» Records:
↓↓↓
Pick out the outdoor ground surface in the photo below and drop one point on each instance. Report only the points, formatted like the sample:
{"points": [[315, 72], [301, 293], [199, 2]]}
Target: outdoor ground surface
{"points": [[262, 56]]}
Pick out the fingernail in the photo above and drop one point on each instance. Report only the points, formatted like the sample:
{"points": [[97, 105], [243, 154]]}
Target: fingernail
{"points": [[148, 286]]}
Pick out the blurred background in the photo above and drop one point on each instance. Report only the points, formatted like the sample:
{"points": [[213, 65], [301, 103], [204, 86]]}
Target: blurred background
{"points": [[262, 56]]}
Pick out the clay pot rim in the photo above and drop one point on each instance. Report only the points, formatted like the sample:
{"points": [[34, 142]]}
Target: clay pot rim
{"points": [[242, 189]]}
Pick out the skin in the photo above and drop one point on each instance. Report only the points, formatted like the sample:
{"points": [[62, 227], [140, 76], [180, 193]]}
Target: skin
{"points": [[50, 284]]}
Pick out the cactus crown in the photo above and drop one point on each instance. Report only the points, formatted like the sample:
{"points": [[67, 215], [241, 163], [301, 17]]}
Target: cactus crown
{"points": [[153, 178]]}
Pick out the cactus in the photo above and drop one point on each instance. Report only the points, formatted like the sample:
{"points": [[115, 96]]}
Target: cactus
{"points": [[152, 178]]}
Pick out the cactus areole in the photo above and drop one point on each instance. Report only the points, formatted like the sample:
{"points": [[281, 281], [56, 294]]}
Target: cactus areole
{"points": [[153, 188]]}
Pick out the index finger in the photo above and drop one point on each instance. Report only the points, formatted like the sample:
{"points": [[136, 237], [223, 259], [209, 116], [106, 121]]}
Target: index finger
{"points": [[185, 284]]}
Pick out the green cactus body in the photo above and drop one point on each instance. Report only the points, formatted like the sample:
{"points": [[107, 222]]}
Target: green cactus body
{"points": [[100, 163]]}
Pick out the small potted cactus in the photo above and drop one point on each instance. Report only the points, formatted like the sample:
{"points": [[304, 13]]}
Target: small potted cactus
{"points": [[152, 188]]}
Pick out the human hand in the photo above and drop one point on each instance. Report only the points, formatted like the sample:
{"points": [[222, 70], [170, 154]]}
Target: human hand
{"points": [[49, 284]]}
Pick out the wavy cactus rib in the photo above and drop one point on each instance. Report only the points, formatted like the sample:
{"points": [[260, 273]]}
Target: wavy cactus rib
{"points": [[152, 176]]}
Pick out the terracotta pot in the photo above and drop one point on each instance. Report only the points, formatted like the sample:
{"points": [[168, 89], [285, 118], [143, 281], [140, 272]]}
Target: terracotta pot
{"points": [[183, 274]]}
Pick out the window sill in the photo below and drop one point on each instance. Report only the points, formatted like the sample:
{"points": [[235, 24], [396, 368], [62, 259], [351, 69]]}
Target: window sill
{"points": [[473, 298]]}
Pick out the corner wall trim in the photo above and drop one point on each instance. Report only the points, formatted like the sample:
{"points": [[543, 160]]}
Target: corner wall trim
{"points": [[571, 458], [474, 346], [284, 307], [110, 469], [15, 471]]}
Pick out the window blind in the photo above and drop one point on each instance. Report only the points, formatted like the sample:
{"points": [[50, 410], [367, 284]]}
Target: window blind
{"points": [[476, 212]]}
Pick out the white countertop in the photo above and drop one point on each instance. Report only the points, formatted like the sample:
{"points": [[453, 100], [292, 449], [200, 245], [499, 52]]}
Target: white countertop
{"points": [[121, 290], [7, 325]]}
↑↑↑
» WRITTEN PROBLEM:
Reproduce every line of the records above word for word, in their original order.

» OUTPUT:
Pick out the outdoor ground surface in the photo below and drop one point on each instance. Report only the points, formatted like the sample:
{"points": [[315, 72], [301, 293], [199, 2]]}
Target: outdoor ground surface
{"points": [[262, 56]]}
Pick out the fingernail in the photo above and drop one point on each instance. Report only the points, formatted like the sample:
{"points": [[97, 105], [243, 154]]}
Target: fingernail
{"points": [[148, 286]]}
Pick out the blurred background in the photo above and drop one point on each instance. Report only the points, formatted like the sample:
{"points": [[213, 65], [301, 103], [204, 86]]}
Target: blurred background
{"points": [[262, 56]]}
Pick out the clay pot rim in the photo above and drop one point on each instance. Report only the points, formatted like the sample:
{"points": [[34, 142]]}
Target: clay pot rim
{"points": [[242, 189]]}
Pick out the skin in the photo above and drop one point on each instance. Report only the points, formatted like the sample:
{"points": [[62, 227], [140, 76], [180, 193]]}
Target: skin
{"points": [[50, 284]]}
Pick out the cactus crown in the photo above and drop one point on each instance. Report only the points, formatted like the sample:
{"points": [[67, 215], [241, 163], [301, 17]]}
Target: cactus crown
{"points": [[153, 178]]}
Pick out the cactus in the photo above and drop one point on each instance. Report only the points, formatted like the sample:
{"points": [[115, 96]]}
Target: cactus
{"points": [[152, 178]]}
Pick out the cactus areole in the photo above and drop one point on each instance. Report only the points, formatted like the sample:
{"points": [[281, 281], [56, 294]]}
Target: cactus areole
{"points": [[153, 188]]}
Pick out the index finger in the photo above and drop one point on each instance. Report only the points, formatted like the sample:
{"points": [[136, 237], [223, 259], [209, 116], [106, 121]]}
Target: index finger
{"points": [[185, 284]]}
Pick out the green cactus body in the photo above and drop one point on each instance. Report only the points, formatted like the sample:
{"points": [[107, 222]]}
Target: green cactus body
{"points": [[100, 163]]}
Pick out the small potted cactus in the photo above and drop one point on each instance. Report only the points, formatted like the sample:
{"points": [[304, 13]]}
Target: small potted cactus
{"points": [[152, 188]]}
Pick out the human hand in the photo above and drop one point on each instance. Report only the points, formatted like the sample:
{"points": [[222, 70], [170, 154]]}
Target: human hand
{"points": [[49, 284]]}
Pick out the wavy cactus rib in the photo above and drop one point on each instance. Report only the points, formatted like the sample:
{"points": [[260, 273]]}
Target: wavy cactus rib
{"points": [[152, 176]]}
Pick out the terracotta pot in the photo above and drop one point on each instance. Report only the points, formatted like the sample:
{"points": [[168, 89], [285, 118], [143, 281], [140, 272]]}
Target: terracotta pot
{"points": [[183, 274]]}
Pick out the window sill in the photo below and drop one point on each instance. Report only the points, formatted like the sample:
{"points": [[235, 24], [396, 368], [62, 259], [351, 69]]}
Target: window sill
{"points": [[473, 298]]}
Pick out the corner wall trim in the photo above and drop one point on each instance. Report only the points, formatted like the sample:
{"points": [[543, 160]]}
Target: corner wall trim
{"points": [[571, 458], [474, 346], [284, 307], [110, 469], [15, 471]]}
Pick out the window blind in the photo above and drop one point on each instance. Report only the points, formatted like the sample:
{"points": [[50, 410], [367, 284]]}
Target: window blind
{"points": [[476, 212]]}
Pick out the white countertop in the photo above and drop one point on each instance. Report only the points, formatted like the sample:
{"points": [[453, 100], [292, 449], [200, 245], [499, 52]]}
Target: white countertop
{"points": [[121, 290], [7, 325]]}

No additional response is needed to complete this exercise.